(Dataset entries)
★ ★ ★ ★
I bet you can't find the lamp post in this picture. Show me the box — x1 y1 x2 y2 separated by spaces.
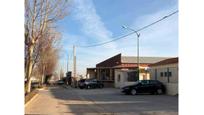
122 25 140 79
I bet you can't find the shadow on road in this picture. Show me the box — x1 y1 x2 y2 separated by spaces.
48 85 178 115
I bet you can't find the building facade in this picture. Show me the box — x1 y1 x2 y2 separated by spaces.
114 68 151 88
87 53 169 87
149 57 178 95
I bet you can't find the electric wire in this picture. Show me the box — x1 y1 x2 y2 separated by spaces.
76 10 178 48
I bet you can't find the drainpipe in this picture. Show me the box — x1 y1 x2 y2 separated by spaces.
167 68 170 83
155 69 157 80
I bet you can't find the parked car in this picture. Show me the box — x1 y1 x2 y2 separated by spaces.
56 80 64 85
121 80 166 95
78 79 104 89
78 79 86 88
31 82 40 89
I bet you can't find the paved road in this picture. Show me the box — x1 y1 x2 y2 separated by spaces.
25 86 178 115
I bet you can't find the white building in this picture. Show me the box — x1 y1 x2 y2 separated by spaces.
149 57 178 95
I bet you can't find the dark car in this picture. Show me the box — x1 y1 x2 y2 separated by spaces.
78 79 86 88
56 80 64 85
31 82 40 89
78 79 104 89
121 80 166 95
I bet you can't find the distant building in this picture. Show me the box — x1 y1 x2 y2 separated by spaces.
87 53 170 87
149 57 178 95
86 68 96 79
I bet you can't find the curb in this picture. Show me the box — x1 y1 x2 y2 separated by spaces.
25 91 39 107
37 87 47 90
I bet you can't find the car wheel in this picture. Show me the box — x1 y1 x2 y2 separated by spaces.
157 89 163 95
131 89 137 95
86 85 91 89
99 84 103 88
79 87 83 89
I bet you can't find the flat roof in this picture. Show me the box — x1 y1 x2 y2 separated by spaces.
121 56 170 64
149 57 178 66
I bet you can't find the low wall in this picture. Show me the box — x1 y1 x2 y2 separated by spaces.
164 83 178 95
102 81 114 87
115 82 136 88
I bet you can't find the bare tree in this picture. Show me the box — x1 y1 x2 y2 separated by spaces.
25 0 69 93
60 68 64 80
35 32 61 85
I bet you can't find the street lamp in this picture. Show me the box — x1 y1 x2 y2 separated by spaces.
122 25 140 79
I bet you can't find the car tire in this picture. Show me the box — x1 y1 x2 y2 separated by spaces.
99 84 103 88
79 87 83 89
86 85 91 89
157 89 163 95
131 89 137 95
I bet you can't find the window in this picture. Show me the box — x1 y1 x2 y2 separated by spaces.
160 72 163 77
168 72 172 77
150 80 158 84
164 72 167 77
92 79 97 82
117 74 121 82
127 71 138 81
141 80 150 85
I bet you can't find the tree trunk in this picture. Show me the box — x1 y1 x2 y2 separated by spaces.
40 64 45 86
25 44 34 93
26 77 32 94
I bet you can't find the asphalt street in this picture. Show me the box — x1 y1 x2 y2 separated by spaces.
25 86 178 115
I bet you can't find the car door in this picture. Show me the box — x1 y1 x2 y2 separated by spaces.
134 83 143 93
92 79 97 88
140 80 151 93
137 80 147 93
149 80 157 93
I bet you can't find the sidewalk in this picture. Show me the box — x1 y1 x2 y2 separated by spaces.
25 87 60 115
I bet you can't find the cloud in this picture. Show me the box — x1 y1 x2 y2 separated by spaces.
60 2 178 75
60 0 121 74
71 0 117 49
115 6 178 57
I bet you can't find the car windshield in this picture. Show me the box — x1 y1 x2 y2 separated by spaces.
80 79 85 82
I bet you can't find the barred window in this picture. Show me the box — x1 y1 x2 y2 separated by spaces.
127 71 138 81
164 72 167 77
160 72 163 77
117 74 121 82
168 72 172 77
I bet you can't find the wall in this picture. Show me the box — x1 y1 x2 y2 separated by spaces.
139 73 150 80
150 63 178 95
150 63 178 83
114 69 150 88
86 69 96 79
165 83 178 95
115 70 127 88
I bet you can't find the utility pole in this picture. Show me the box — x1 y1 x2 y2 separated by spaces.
72 45 77 87
67 54 69 72
137 33 140 79
122 25 140 79
73 45 76 78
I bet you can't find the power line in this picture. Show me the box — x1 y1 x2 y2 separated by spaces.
76 10 178 48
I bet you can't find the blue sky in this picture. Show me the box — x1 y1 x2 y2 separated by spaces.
57 0 178 75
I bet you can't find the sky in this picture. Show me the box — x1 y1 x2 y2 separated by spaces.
57 0 178 75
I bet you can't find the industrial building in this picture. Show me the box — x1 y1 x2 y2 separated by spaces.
87 53 170 87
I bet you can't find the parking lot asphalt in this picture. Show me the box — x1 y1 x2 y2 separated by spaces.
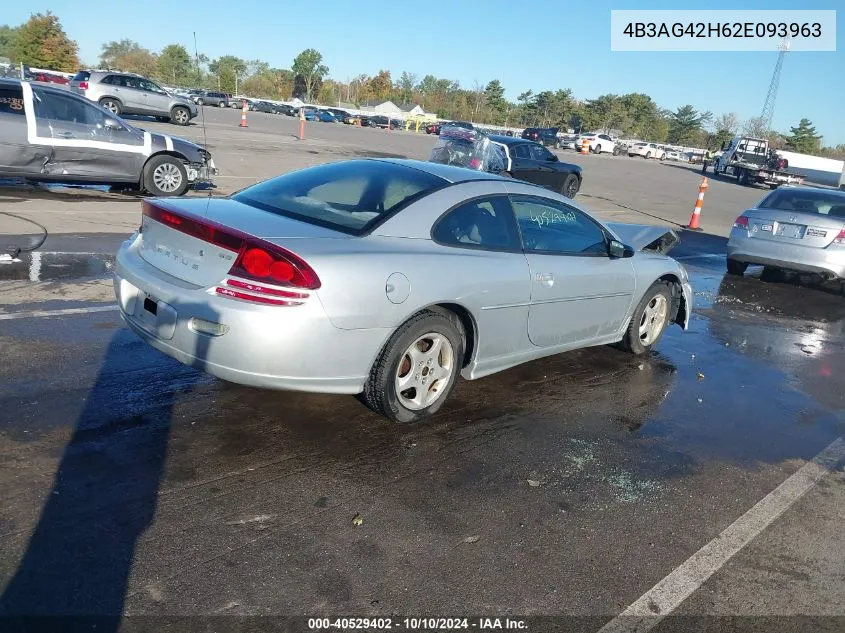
2 106 767 239
0 107 843 631
1 224 844 629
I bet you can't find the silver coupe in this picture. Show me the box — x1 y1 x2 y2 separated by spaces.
114 159 693 422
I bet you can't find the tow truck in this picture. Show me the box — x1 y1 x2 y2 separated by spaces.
712 136 805 189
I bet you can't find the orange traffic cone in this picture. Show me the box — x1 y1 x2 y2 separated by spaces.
239 100 248 128
686 177 708 230
580 138 590 154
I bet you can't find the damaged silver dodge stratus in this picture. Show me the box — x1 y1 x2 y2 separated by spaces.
0 78 217 196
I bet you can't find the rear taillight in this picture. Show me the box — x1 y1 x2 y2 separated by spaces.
142 202 321 306
834 229 845 245
228 242 320 289
79 81 88 90
734 216 749 229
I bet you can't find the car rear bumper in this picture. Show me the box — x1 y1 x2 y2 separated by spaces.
114 237 390 394
727 229 845 278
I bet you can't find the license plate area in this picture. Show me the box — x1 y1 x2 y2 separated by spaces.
775 222 805 239
143 297 158 316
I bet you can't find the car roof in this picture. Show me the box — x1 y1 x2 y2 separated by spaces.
0 77 68 97
375 158 509 183
489 134 533 146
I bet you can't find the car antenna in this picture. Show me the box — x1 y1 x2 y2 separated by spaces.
193 31 212 201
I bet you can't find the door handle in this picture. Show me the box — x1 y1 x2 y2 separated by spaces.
536 272 555 287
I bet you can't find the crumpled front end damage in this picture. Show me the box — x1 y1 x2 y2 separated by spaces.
187 151 218 191
607 222 680 254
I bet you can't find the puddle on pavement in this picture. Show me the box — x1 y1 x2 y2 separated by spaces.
0 251 114 282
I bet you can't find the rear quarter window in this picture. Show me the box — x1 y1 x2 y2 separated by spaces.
72 71 90 82
0 87 25 115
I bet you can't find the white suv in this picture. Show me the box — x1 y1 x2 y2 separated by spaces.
628 142 666 160
576 132 617 154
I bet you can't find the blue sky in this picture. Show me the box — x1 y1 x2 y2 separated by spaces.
7 0 844 143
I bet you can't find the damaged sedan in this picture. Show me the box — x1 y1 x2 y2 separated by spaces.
0 78 217 196
114 159 692 423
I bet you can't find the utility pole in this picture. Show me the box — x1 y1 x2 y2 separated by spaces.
760 36 791 132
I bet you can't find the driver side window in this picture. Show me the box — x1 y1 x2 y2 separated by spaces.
530 144 553 161
511 196 608 255
33 88 107 126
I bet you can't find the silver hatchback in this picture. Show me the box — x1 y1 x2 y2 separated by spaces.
726 187 845 285
69 70 198 125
★ ★ ★ ★
_Work request_: With the pictures removed, copy the data above word for word.

_Solution to the exercise_:
I bet you can't find the lamp post in this picture. Show me the box — x1 y1 x2 y2 separated by spaces.
122 25 140 79
I bet you can't find the shadow on road in this picture. Show me the box — x1 y1 x2 y2 separated by spaces.
48 85 178 115
I bet you can't find the building facade in this picture. Show me the box — x1 y1 x2 y2 separated by spaces.
114 68 151 88
87 53 169 87
149 57 178 95
I bet you can't find the electric wire in this picture. Show me the box — x1 y1 x2 y2 separated by spaces.
76 10 178 48
I bet you can't find the drainpipe in this picture. Show me the box — x1 y1 x2 y2 separated by spaces.
167 68 170 83
155 69 157 80
I bet you can't find the parked car in this picture. Show me the box — x1 y1 x2 y2 separated by spaces.
56 80 64 85
121 80 166 95
78 79 104 89
78 79 86 88
31 82 40 89
I bet you can't find the paved road in this picture. Show me the box — x1 y1 x2 y2 separated by spaces.
25 86 178 115
I bet you can't find the white building in this picture. Show me the box — x1 y1 x2 y2 separated by spaces.
149 57 178 95
I bet you can't find the dark car in this picture. Show me the box — x1 y1 x2 y2 separated by spaces.
78 79 86 88
56 80 64 85
31 82 40 89
78 79 104 89
121 80 166 95
I bet you can't find the distant building in this picture. Show me the box — x1 y1 x2 y2 separated by spaces.
87 53 170 87
149 57 178 95
86 68 96 79
I bet you can't find the curb in this picture. Show me the box — x1 y1 x2 y2 separated by spaces.
25 91 39 107
37 87 47 90
I bet you can't find the car wheel in this picture. Show me the box — x1 y1 x2 y2 separated by spaces.
157 89 163 95
131 89 137 95
86 85 91 89
99 84 103 88
79 87 83 89
I bet you can't find the flat roof in this picture. Show me the box — x1 y1 x2 y2 separated by spaces.
121 56 170 64
149 57 178 66
I bet you can't find the low wall in this picture. Show me the box — x1 y1 x2 y2 separated by spaces.
164 83 178 95
102 81 114 87
115 82 136 88
I bet you can't find the bare tree in this picture. Show me the box — x1 y1 x2 y2 separated by spaces.
25 0 69 93
60 68 64 80
35 32 61 85
I bet you can't find the street lamp in this picture. Show me the box — x1 y1 x2 y2 separated by spaces.
122 25 140 79
I bet you can't find the car tire in this picture. Show me the box — x1 y1 x2 y2 separated by spaces.
99 84 103 88
79 87 83 89
86 85 91 89
157 89 163 95
131 89 137 95
I bet you can't find the window in this picture. Show me the box — x1 y1 x2 y2 separated by spaces.
160 72 163 77
168 72 172 77
150 80 158 84
164 72 167 77
92 79 97 82
117 74 121 82
127 71 138 81
141 80 150 85
I bet you can't find the tree trunk in this picture. Show me the box — x1 y1 x2 y2 separated by spaces.
40 64 45 86
25 44 34 93
26 77 32 94
I bet you can't find the asphalt street in this picture. Show me the box — x1 y1 x2 y2 separated by spaces.
25 86 178 115
I bet you can't find the car door in this picture. Show me the box — x1 y1 x2 y2 separated by spaces.
134 83 143 93
92 79 97 88
140 80 151 93
137 80 147 93
149 80 157 93
I bet you can't find the sidewalk in this picture. Show me the box — x1 y1 x2 y2 separated by spaces.
25 87 60 115
I bet you can't find the cloud in this picture. Show me the box — x1 y1 x2 y2 separated by spaces.
60 2 178 75
60 0 121 74
71 0 117 49
115 6 178 57
I bet you can't find the car windshield in this picture. Show me the box — x1 y1 x2 y2 separated by spaces.
80 79 85 82
I bet you can't find the barred window in this picture. Show me the box — x1 y1 x2 y2 separated by spaces.
127 71 138 81
164 72 167 77
160 72 163 77
117 74 121 82
168 72 172 77
I bet you can't find the wall in this picture. Show me the box — x1 y1 x2 y2 separated by spaces.
139 73 150 80
150 63 178 95
150 63 178 83
114 69 150 88
86 69 96 79
165 83 178 95
115 70 127 88
I bet you can't find the utility pole in this picture. Show me the box — x1 y1 x2 y2 separated by spaces.
72 45 77 87
67 54 69 72
137 33 140 79
122 25 140 79
73 45 76 78
I bet you can't find the power line in this picture. Show me the box — x1 y1 x2 y2 separated by spaces.
76 10 178 48
I bet you can't find the blue sky in this picture. Show me the box — x1 y1 x2 y2 separated by spaces.
57 0 178 75
I bet you can't find the sky in this picture. Show me the box — x1 y1 x2 y2 separated by spaces.
57 0 178 75
I bet you can't find the industrial building in this picture. Show me the box — x1 y1 x2 y2 separated by spaces.
87 53 170 87
I bet you can't find the parking lot asphalt in this picture. Show me the box — x1 y1 x2 y2 separated by spaces.
2 106 767 239
0 107 843 631
1 224 844 629
I bet you can't find the silver coupe in this picture. Show me the box — x1 y1 x2 y2 separated by spaces.
114 159 693 422
I bet you can't find the tow truck in this picture. Show me the box — x1 y1 x2 y2 separated by spaces.
712 136 805 189
I bet you can't find the orange traffic cone in this picture. Show me the box — x1 y1 x2 y2 separated by spaces.
239 100 248 128
686 177 708 230
580 138 590 154
I bet you can't find the damaged silver dodge stratus in this picture. Show me the box — x1 y1 x2 y2 separated by spaces.
0 78 217 196
I bet you can't find the rear taillight in this picture. Show me the box — x1 y1 x2 y2 separated by spaces.
142 202 321 306
834 229 845 245
228 242 320 289
79 81 88 90
734 216 749 229
I bet you can't find the car rear bumper in this picture. Show me the box — x1 y1 x2 y2 separated by spaces.
114 237 390 394
727 229 845 278
I bet you can't find the license plate area in this picture. Show me the box — x1 y1 x2 y2 separated by spaces.
775 222 805 239
143 297 158 316
I bet you can't find the car roof in this picture. Show me the box — x1 y1 x2 y2 separated by spaces.
0 77 68 97
375 158 509 183
489 134 533 146
I bet you can't find the car antenna in this picture. Show me the box — x1 y1 x2 y2 separated by spaces.
193 31 212 201
I bet you can't find the door handle in this picture. Show me the box — x1 y1 x2 y2 separated by spaces.
536 272 555 287
I bet you can't find the crumpled front end damage in this picture. Show me the box — x1 y1 x2 y2 separated by spaces.
187 151 218 191
607 222 680 254
I bet you can't find the puddle on pavement in this picture. Show me the box — x1 y1 x2 y2 separated by spaces.
0 251 114 282
I bet you can't find the rear quarter window in this picture. Show me the box — x1 y1 x2 y2 separated by spaces.
72 71 90 82
0 87 25 115
I bet you can't find the white suv in this picture. Show me the box — x1 y1 x2 y2 separated by spaces.
628 142 666 160
576 132 617 154
I bet you can't find the blue sky in this picture. Show me the box — x1 y1 x2 y2 separated by spaces.
7 0 844 143
I bet you can't find the damaged sedan in this picture. Show me the box — x1 y1 x2 y2 separated by spaces.
0 78 217 196
114 159 692 423
I bet you can't find the utility pole in this picture. Show me the box — x1 y1 x2 y2 separated by spaces.
760 36 791 132
I bet you can't find the driver side window in this picture. Show me the box — x1 y1 x2 y2 separated by spaces.
530 144 553 161
511 196 608 255
33 88 107 126
I bet you can't find the silver hatchback in this picture. Show me the box — x1 y1 x2 y2 separated by spaces.
726 187 845 285
69 70 198 125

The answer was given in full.